Instrukcja wykonania.
Przepisz w całości tekst o akcjach PKP Cargo i dywidendzie, zachowując każde słowo i każdy znak interpunkcyjny.

Fragment źródłowy.
▬▬▬▬▬▬▬▬▬▬
Akcje PKP Cargo są obecnie o ponad 30 proc. tańsze niż w ofercie publicznej z 2013 r. W poniedziałek 21 marca potaniały prawie 9 proc., bo w piątek zarząd poinformował, że będzie rekomendował niewypłacanie dywidendy za 2015 r. Tymczasem w trakcie oferty publicznej z października 2013 r. dywidenda była jednym z głównych argumentów mających przyciągnąć inwestorów — również tych z Akcjonariatu Obywatelskiego. Spółka zapowiadała przekazywanie akcjonariuszom 35-50 proc. skonsolidowanego zysku netto. Przy dużo wyższym kursie dawało to w praktyce znacznie ponad 5-procentową stopę dywidendy wypłacanej w 2014 i 2015 r. Polityka dywidendowa nigdy nie została odwołana.
— W ostatniej prognozie zakładałem wypłatę w 2016 r. 2,05 zł na akcję, podczas gdy średnia rynkowa wynosiła 2,03 zł. Rekomendacja zarządu stanowi więc zaskoczenie negatywne — komentuje Cezary Bernatek, analityk Haitong Banku.
▬▬▬▬▬▬▬▬▬▬
Wyciąg danych.
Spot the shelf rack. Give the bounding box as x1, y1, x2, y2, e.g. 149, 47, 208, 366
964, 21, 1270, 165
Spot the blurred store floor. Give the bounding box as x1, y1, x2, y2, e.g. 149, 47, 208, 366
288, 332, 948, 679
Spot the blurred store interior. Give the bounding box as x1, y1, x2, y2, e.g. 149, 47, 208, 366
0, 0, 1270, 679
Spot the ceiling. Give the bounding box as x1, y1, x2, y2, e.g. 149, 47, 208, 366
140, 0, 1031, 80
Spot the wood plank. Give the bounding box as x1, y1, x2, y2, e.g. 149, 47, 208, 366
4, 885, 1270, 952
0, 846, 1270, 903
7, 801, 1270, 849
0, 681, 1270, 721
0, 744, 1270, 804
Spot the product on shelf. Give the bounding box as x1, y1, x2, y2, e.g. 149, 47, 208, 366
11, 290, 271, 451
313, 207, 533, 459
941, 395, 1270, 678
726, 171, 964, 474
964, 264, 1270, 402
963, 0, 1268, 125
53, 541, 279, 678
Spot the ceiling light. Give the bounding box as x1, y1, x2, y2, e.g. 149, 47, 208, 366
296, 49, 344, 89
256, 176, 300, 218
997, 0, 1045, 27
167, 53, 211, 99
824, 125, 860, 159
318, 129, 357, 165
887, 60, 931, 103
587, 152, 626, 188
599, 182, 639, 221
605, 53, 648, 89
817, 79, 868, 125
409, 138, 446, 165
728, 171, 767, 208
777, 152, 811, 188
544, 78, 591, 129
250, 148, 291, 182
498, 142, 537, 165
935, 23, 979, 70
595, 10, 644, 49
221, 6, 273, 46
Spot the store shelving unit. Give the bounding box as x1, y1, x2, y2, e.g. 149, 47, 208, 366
▬▬▬▬▬▬▬▬▬▬
Rozwiązanie pisemne.
Akcje PKP Cargo są obecnie o ponad 30 proc. tańsze niż w ofercie publicznej z 2013 r. W poniedziałek 21 marca potaniały prawie 9 proc., bo w piątek zarząd poinformował, że będzie rekomendował niewypłacanie dywidendy za 2015 r. Tymczasem w trakcie oferty publicznej z października 2013 r. dywidenda była jednym z głównych argumentów mających przyciągnąć inwestorów — również tych z Akcjonariatu Obywatelskiego. Spółka zapowiadała przekazywanie akcjonariuszom 35-50 proc. skonsolidowanego zysku netto. Przy dużo wyższym kursie dawało to w praktyce znacznie ponad 5-procentową stopę dywidendy wypłacanej w 2014 i 2015 r. Polityka dywidendowa nigdy nie została odwołana.
— W ostatniej prognozie zakładałem wypłatę w 2016 r. 2,05 zł na akcję, podczas gdy średnia rynkowa wynosiła 2,03 zł. Rekomendacja zarządu stanowi więc zaskoczenie negatywne — komentuje Cezary Bernatek, analityk Haitong Banku.